• Given problem: Print the line containing "target | large window" and each line after it through the end, please, with nothing added.

>> begin Exercise input

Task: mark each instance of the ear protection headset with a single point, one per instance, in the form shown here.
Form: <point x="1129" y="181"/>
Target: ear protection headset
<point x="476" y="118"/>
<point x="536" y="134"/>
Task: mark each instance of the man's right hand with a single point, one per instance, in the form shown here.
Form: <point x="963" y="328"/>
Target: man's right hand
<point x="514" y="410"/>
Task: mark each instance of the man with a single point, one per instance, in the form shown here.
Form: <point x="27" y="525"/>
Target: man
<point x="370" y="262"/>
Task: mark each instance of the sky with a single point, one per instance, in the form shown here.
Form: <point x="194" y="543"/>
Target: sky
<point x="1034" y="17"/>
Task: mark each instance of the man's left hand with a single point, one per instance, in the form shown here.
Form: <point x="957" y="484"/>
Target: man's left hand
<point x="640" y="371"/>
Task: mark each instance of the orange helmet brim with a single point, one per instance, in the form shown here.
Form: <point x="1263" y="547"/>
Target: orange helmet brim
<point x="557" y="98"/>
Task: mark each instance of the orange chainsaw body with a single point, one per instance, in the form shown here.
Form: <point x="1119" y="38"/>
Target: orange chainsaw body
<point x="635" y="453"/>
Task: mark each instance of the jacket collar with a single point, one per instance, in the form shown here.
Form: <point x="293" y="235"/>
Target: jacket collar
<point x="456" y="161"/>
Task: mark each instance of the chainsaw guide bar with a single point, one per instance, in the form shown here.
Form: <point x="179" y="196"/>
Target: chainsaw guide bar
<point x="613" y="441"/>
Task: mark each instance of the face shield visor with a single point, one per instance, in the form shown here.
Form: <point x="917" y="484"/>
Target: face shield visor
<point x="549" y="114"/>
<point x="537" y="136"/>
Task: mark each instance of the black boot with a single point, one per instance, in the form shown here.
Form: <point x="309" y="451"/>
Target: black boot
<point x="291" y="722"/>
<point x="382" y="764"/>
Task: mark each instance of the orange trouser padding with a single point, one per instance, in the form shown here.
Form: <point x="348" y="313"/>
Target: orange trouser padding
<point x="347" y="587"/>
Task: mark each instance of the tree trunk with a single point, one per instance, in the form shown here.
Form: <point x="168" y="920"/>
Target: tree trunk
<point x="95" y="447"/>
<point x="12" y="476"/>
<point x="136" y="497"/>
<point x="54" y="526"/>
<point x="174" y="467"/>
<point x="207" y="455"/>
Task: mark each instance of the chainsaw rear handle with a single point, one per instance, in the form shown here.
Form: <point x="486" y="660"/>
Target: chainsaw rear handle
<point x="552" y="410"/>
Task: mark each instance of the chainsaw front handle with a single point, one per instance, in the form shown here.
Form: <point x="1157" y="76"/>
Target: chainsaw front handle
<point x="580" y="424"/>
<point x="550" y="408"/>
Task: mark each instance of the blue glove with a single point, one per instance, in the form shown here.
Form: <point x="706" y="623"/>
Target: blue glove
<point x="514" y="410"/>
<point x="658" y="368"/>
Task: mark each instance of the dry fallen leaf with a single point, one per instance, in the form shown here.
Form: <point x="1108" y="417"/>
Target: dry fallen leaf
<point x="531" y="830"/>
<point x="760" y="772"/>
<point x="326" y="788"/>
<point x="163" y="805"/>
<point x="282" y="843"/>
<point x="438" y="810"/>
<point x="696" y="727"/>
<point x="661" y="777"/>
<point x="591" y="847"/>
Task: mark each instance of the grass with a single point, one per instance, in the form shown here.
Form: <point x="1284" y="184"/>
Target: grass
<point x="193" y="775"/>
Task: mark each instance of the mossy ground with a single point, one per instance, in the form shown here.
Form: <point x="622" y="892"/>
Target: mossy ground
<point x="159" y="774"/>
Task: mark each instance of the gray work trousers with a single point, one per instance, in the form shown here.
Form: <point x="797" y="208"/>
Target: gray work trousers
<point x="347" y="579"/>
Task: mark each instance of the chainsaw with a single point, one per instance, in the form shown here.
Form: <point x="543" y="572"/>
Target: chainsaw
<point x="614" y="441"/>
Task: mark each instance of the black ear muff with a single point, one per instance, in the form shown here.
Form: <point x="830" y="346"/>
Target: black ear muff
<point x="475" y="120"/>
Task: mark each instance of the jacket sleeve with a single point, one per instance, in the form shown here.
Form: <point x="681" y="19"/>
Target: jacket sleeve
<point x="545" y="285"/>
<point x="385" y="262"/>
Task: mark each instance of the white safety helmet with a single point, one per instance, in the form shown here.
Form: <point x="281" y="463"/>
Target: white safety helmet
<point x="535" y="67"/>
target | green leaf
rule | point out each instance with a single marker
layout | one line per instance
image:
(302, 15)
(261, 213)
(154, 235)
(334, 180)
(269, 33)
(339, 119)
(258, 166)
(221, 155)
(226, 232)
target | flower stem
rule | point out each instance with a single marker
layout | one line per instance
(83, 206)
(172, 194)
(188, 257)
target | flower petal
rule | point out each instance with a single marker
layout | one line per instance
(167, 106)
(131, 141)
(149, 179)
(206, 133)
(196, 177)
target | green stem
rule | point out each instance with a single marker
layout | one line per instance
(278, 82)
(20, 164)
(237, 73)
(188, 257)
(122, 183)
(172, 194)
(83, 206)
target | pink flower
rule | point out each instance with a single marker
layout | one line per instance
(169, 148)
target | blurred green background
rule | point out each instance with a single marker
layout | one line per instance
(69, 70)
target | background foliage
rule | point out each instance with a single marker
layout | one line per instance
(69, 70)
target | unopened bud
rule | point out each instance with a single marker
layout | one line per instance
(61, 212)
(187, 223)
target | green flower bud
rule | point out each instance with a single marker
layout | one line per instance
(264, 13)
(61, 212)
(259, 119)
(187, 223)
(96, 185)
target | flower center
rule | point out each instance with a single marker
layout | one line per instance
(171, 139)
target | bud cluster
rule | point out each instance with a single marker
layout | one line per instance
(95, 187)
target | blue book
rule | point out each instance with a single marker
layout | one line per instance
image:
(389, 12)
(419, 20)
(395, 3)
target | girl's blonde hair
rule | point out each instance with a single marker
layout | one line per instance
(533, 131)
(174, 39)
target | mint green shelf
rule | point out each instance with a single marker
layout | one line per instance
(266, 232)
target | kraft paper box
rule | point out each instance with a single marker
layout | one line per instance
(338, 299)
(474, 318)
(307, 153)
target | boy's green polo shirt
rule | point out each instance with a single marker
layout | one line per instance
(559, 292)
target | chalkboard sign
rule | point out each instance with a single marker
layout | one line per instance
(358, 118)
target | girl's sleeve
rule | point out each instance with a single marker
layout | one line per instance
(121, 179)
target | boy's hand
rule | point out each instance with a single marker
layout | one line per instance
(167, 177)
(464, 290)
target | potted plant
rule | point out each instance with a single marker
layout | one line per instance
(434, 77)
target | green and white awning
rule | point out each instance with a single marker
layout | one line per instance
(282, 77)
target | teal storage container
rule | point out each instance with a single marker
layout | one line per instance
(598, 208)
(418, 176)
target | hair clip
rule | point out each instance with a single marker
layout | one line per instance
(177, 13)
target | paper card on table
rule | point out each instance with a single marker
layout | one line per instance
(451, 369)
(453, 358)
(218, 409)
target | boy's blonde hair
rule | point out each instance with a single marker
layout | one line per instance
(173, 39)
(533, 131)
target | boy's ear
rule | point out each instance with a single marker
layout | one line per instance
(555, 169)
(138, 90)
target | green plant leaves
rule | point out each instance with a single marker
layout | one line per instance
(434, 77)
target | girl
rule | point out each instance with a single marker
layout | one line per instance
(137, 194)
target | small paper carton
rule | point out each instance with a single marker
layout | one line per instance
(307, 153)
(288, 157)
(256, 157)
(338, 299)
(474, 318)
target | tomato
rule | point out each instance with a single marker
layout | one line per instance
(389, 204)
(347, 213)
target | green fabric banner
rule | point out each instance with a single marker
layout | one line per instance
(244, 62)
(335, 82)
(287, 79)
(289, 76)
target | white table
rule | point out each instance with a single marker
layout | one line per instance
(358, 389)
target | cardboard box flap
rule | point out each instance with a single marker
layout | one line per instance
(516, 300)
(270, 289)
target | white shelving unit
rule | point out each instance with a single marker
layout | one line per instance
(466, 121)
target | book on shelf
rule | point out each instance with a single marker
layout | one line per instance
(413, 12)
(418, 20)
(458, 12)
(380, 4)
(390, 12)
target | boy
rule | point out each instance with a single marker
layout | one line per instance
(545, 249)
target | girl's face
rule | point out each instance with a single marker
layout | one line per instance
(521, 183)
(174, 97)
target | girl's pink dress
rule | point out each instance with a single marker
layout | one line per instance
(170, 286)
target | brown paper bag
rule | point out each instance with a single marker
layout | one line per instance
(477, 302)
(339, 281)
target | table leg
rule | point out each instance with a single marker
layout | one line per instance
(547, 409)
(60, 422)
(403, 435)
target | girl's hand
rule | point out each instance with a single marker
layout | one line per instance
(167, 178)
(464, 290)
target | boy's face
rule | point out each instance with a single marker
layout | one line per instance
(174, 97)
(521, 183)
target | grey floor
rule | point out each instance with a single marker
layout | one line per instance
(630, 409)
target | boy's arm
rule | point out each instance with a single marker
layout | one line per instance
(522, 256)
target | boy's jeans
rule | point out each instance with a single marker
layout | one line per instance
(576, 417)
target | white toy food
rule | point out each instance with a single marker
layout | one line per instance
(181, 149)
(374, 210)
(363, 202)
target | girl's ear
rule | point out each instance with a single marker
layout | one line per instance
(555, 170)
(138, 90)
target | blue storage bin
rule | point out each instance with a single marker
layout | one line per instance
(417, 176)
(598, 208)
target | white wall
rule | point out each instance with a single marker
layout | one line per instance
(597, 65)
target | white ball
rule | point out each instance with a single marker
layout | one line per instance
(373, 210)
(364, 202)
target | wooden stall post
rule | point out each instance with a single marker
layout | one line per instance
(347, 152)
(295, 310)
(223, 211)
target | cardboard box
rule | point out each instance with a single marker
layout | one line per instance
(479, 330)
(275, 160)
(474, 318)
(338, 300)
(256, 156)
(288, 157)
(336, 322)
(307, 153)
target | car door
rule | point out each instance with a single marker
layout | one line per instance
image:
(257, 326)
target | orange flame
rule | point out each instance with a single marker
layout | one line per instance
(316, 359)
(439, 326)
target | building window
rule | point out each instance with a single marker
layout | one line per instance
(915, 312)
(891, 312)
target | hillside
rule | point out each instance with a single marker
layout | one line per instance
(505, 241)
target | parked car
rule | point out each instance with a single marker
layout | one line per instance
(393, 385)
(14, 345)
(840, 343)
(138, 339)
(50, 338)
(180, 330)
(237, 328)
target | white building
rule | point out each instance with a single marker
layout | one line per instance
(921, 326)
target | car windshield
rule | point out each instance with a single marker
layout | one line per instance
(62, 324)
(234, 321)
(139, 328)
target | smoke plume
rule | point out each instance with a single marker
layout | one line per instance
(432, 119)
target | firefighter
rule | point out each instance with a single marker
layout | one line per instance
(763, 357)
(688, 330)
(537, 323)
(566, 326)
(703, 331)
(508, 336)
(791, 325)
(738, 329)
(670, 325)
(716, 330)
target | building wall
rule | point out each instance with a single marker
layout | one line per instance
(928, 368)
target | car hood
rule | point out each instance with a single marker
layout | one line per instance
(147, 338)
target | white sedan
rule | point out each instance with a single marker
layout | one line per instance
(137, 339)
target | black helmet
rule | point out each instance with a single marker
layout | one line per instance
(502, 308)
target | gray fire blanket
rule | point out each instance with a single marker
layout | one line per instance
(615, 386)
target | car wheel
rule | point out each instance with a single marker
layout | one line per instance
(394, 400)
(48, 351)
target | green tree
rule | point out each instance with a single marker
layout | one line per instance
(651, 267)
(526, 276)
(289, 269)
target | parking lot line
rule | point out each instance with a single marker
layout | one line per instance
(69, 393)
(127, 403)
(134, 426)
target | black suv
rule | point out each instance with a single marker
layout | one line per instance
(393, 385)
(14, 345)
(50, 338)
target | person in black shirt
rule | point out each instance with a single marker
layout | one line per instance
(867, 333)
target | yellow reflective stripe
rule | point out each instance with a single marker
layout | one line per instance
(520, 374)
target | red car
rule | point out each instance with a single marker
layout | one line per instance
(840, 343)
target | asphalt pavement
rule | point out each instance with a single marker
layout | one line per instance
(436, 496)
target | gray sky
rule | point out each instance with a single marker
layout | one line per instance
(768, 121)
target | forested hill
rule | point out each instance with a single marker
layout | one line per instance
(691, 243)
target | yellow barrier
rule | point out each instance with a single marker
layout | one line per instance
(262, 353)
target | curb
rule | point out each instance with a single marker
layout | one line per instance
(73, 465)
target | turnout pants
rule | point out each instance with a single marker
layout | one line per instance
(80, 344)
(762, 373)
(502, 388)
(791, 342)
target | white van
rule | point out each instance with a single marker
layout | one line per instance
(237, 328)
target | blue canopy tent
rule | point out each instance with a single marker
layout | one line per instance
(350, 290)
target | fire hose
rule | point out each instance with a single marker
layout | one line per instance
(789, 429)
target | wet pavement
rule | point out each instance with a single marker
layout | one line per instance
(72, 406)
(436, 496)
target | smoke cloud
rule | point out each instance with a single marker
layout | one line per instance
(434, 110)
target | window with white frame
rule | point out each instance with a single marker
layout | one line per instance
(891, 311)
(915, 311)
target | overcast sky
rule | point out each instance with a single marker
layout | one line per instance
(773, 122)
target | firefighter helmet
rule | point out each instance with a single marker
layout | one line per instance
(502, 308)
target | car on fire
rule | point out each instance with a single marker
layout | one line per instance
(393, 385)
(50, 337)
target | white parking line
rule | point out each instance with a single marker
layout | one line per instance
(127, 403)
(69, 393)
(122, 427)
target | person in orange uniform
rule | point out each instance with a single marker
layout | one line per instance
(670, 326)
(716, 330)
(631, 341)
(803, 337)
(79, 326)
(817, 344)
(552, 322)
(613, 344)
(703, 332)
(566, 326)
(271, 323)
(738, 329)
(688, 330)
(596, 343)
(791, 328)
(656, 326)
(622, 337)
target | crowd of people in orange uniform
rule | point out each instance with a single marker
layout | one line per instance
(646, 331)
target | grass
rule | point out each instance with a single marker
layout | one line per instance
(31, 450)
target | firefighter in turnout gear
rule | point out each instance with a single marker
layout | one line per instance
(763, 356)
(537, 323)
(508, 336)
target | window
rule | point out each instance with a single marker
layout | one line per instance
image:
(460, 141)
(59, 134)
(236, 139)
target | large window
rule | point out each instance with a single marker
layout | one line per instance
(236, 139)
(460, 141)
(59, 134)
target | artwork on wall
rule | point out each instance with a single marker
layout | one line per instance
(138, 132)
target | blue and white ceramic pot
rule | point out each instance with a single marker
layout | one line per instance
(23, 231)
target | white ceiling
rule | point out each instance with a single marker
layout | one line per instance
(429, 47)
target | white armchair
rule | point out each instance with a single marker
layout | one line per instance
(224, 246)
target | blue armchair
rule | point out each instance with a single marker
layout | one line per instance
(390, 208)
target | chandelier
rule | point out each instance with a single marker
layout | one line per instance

>> end Exercise input

• Answer to this problem:
target | large window
rule | point out each instance with a single marker
layout | one line per instance
(236, 139)
(460, 141)
(59, 134)
target | artwork on wall
rule | point out each instance with a single marker
layout | one line per instance
(138, 132)
target | blue and white ceramic pot
rule | point out each instance with a single marker
layout | one line per instance
(23, 231)
target | white ceiling
rule | point out each instance with a single marker
layout | one line per instance
(429, 47)
target | white armchair
rule | point out each instance with a single marker
layout | one line per instance
(224, 246)
target | blue armchair
rule | point out each instance with a single marker
layout | one line per instance
(390, 208)
target | chandelier
rule | point out each instance with a single marker
layout | one line per instance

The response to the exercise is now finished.